→ **Document extract**:
Start of Block

This would be _extremely_ valuable for desktop dev when you don't have a DOM, no "accessibility" layer to interrogate. Think e.g. a drawing application. You want to test that after the user starts the "draw circle" command and clicks two points, there is actually a circle on the screen. No matter how many abstractions you make over your domain model, rendering you can't actually test that "the user sees a circle". You can verify your drawing contains a circle object. You can verify your renderer was told to draw a circle. But fifty things can go wrong before the user actually agrees he saw a circle (the color was set to transparent, the layer was hidden, the transform was incorrect, the renderer didn't swap buffers, ...).
This is a good point. For anything without a DOM, screenshot diffing is basically your only option. Mozilla did this for Gecko layout regression testing 20+ years ago and it was remarkably effective. The interesting part now is that you can feed those screenshots to a vision model and get semantic analysis instead of just pixel diffing.

End of Block

→ **Data supplied**:
Start of Block

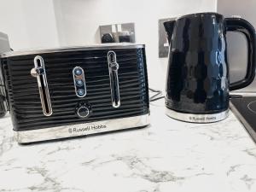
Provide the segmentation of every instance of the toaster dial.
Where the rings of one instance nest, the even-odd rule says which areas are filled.
[[[88,118],[91,113],[91,108],[88,103],[81,102],[76,108],[76,113],[79,118]]]

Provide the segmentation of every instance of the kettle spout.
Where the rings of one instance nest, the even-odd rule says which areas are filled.
[[[165,26],[166,32],[167,33],[167,38],[168,38],[169,44],[171,44],[171,38],[172,38],[173,29],[175,26],[175,22],[176,22],[175,20],[170,20],[170,21],[164,22],[164,26]]]

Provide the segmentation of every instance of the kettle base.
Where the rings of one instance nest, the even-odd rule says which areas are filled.
[[[195,114],[180,113],[166,108],[166,114],[172,119],[190,123],[213,123],[229,116],[229,109],[218,113]]]

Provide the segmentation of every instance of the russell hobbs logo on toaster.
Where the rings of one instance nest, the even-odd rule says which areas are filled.
[[[88,125],[83,128],[69,128],[68,132],[69,133],[78,133],[78,132],[84,132],[84,131],[88,131],[90,130],[99,130],[99,129],[104,129],[107,128],[107,125]]]

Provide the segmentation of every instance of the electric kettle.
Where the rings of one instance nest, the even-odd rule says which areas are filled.
[[[176,119],[209,123],[229,114],[229,91],[250,84],[255,76],[253,26],[241,18],[217,13],[192,14],[164,23],[170,43],[166,113]],[[226,32],[242,33],[247,42],[244,79],[230,84]]]

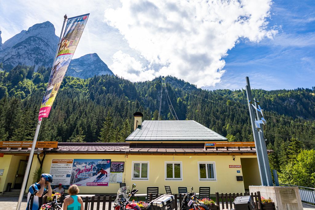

End of Block

→ **Activity list**:
1. Copy the stretch of the screenshot-testing discussion from "This would be" through "swap buffers, ...).", word for word.
2. Pick up the screenshot-testing discussion after its last sentence and keep it going.

→ **Responses**:
1.
This would be _extremely_ valuable for desktop dev when you don't have a DOM, no "accessibility" layer to interrogate. Think e.g. a drawing application. You want to test that after the user starts the "draw circle" command and clicks two points, there is actually a circle on the screen. No matter how many abstractions you make over your domain model, rendering you can't actually test that "the user sees a circle". You can verify your drawing contains a circle object. You can verify your renderer was told to draw a circle. But fifty things can go wrong before the user actually agrees he saw a circle (the color was set to transparent, the layer was hidden, the transform was incorrect, the renderer didn't swap buffers, ...).

2.
I had claude build a backdoor command port in the Godot application I'm working on. Using commands, Claude can interact with the screen, dump the node tree, and take screen shots. It works pretty well. Claude will definitely iterate over layout issues.
Have you written this up anywhere? I have dropped my projects due to work/family commitments but see this as potentially removing some of the friction involved.
No. I just told Claude to do it and after a couple of iterations it was working.
Yes agree. Web only for now since it runs on headless Chromium. Desktop and mobile are the #1 request though. For mobile the path would be driving an iOS Simulator or Android emulator. For native desktop, probably accessibility APIs or OS-level screenshots. Definitely on my radar, will see if anyone wants to contribute since I am doing this on my free time.